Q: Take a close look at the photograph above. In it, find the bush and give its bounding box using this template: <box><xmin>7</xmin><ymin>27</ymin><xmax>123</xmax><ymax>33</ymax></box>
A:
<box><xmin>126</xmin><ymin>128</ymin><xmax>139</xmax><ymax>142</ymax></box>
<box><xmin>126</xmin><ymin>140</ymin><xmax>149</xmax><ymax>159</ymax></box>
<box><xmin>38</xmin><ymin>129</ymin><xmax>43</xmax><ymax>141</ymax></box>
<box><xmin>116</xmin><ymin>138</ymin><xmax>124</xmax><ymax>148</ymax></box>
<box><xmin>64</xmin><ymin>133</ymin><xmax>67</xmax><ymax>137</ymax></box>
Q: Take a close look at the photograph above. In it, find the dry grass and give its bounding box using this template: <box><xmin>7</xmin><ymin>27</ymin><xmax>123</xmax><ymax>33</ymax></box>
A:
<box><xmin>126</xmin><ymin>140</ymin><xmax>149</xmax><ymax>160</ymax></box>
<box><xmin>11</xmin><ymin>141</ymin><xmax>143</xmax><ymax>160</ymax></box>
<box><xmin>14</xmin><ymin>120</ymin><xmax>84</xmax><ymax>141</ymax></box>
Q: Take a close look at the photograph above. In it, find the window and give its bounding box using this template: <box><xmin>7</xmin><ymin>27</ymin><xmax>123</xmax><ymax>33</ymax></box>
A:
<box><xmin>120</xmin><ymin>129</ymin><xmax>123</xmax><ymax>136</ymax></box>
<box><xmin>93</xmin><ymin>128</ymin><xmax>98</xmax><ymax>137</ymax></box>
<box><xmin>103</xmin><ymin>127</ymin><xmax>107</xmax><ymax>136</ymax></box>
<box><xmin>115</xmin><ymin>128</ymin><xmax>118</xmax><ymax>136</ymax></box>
##############################
*GOAL*: Quote the lines of the listing above that run from the line with "find the dry" through its last line, both included, and nothing else.

*COMPLETE OUTPUT*:
Q: Take a close look at the photograph above. In it, find the dry grass and give its bounding box using this template: <box><xmin>7</xmin><ymin>27</ymin><xmax>123</xmax><ymax>33</ymax></box>
A:
<box><xmin>126</xmin><ymin>140</ymin><xmax>149</xmax><ymax>160</ymax></box>
<box><xmin>11</xmin><ymin>141</ymin><xmax>143</xmax><ymax>160</ymax></box>
<box><xmin>14</xmin><ymin>120</ymin><xmax>84</xmax><ymax>141</ymax></box>
Q: Take a close look at the photograph above. In it, find the window and give its bounding box using this template: <box><xmin>7</xmin><ymin>27</ymin><xmax>123</xmax><ymax>33</ymax></box>
A:
<box><xmin>120</xmin><ymin>129</ymin><xmax>123</xmax><ymax>136</ymax></box>
<box><xmin>93</xmin><ymin>128</ymin><xmax>98</xmax><ymax>137</ymax></box>
<box><xmin>103</xmin><ymin>127</ymin><xmax>107</xmax><ymax>136</ymax></box>
<box><xmin>115</xmin><ymin>128</ymin><xmax>118</xmax><ymax>136</ymax></box>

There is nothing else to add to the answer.